Selected text:
Scientists in the US have created a free swimming artificial jellyfish from silicone polymer and rat heart cells. An electric shock was administered to induce the Medusoid into swimming with synchronised contractions, mimicking those of real jellyfish.
They are literally reverse engineering biological form and function in an emerging field of known as: “Synthetic life.” Researchers originally focused on replicating life’s building blocks, and now, with this latest advance, have created a simple artificial organism.
Two research groups at Caltech and Harvard worked for years to understand the factors contributing to jellyfish propulsion, including arrangement of their muscles, how their bodies contract and recoil, and how fluid dynamics helps or hinders their movements.
They used silicone to fashion a jellyfish-shaped body with eight arm-like appendages, printed a pattern made of protein onto the “body” that resembled the muscle architecture of real jellyfish and grew the heart muscle cells on top, with the protein pattern serving as a road map for the growth and organisation of the rat tissue, allowing the cells to grow into a coherent swimming muscle.
Researchers then set the Medusoid free in a container of electrically conducting fluid, and shocked it into swimming rhythm with synchronised contractions. Remarkably, the muscle cells even began to contract a bit on their own prior to the electrical current.

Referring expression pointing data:
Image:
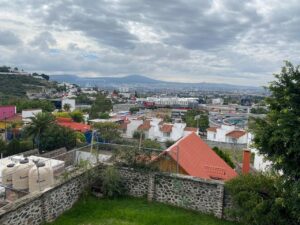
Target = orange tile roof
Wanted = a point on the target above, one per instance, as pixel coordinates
(15, 118)
(166, 128)
(212, 129)
(198, 159)
(67, 122)
(145, 126)
(236, 133)
(123, 126)
(193, 129)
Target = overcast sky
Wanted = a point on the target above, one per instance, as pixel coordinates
(230, 41)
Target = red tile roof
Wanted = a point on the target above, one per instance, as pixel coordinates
(166, 128)
(193, 129)
(198, 159)
(15, 118)
(212, 129)
(67, 122)
(236, 133)
(145, 126)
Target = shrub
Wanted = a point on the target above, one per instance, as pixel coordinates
(257, 200)
(169, 143)
(224, 156)
(137, 135)
(111, 182)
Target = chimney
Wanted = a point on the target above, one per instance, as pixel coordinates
(246, 161)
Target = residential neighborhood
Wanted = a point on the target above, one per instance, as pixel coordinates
(149, 112)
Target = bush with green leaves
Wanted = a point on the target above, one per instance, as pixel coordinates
(169, 143)
(224, 156)
(112, 185)
(258, 200)
(137, 134)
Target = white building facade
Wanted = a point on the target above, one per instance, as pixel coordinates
(227, 134)
(156, 129)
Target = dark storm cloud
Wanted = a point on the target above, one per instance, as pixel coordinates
(196, 40)
(8, 38)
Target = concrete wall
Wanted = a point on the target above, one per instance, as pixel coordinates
(38, 208)
(183, 191)
(225, 145)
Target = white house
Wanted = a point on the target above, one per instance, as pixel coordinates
(260, 161)
(156, 129)
(227, 133)
(29, 113)
(70, 102)
(217, 101)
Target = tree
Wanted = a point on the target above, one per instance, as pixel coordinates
(39, 125)
(277, 136)
(104, 116)
(77, 116)
(2, 146)
(133, 110)
(56, 136)
(203, 122)
(108, 131)
(151, 144)
(100, 105)
(258, 200)
(225, 156)
(67, 107)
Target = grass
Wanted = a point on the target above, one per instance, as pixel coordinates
(132, 211)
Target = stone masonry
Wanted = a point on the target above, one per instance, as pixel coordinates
(183, 191)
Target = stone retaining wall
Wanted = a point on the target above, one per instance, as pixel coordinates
(183, 191)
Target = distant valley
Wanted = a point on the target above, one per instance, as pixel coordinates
(139, 81)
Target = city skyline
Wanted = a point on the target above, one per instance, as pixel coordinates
(196, 41)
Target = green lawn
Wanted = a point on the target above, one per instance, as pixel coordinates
(132, 211)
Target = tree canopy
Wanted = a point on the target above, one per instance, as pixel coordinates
(278, 135)
(101, 105)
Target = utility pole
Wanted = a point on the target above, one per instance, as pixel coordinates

Work instruction 1:
Decide whether each statement below agrees with the artificial jellyfish text. Answer yes or no for each, and quote the words of the text that decide it.
(a) The body of the Medusoid was made of silicone.
(b) The heart muscle cells used were taken from humans.
(c) The muscle cells stayed still until the electrical current was applied.
Work instruction 2:
Answer these questions from the artificial jellyfish text.
(a) How many arm-like appendages did the jellyfish-shaped body have?
(b) Which two institutions had research groups working on jellyfish propulsion?
(c) In what kind of fluid was the Medusoid set free?
Work instruction 3: Reproduce the part of the artificial jellyfish text starting at "Two research groups" and ending at "hinders their movements.".

Worked solution 1:
(a) Yes: "They used silicone to fashion a jellyfish-shaped body with eight arm-like appendages"
(b) No: "silicone polymer and rat heart cells"
(c) No: "the muscle cells even began to contract a bit on their own prior to the electrical current"

Worked solution 2:
(a) Eight
(b) Caltech and Harvard
(c) Electrically conducting fluid

Worked solution 3:
Two research groups at Caltech and Harvard worked for years to understand the factors contributing to jellyfish propulsion, including arrangement of their muscles, how their bodies contract and recoil, and how fluid dynamics helps or hinders their movements.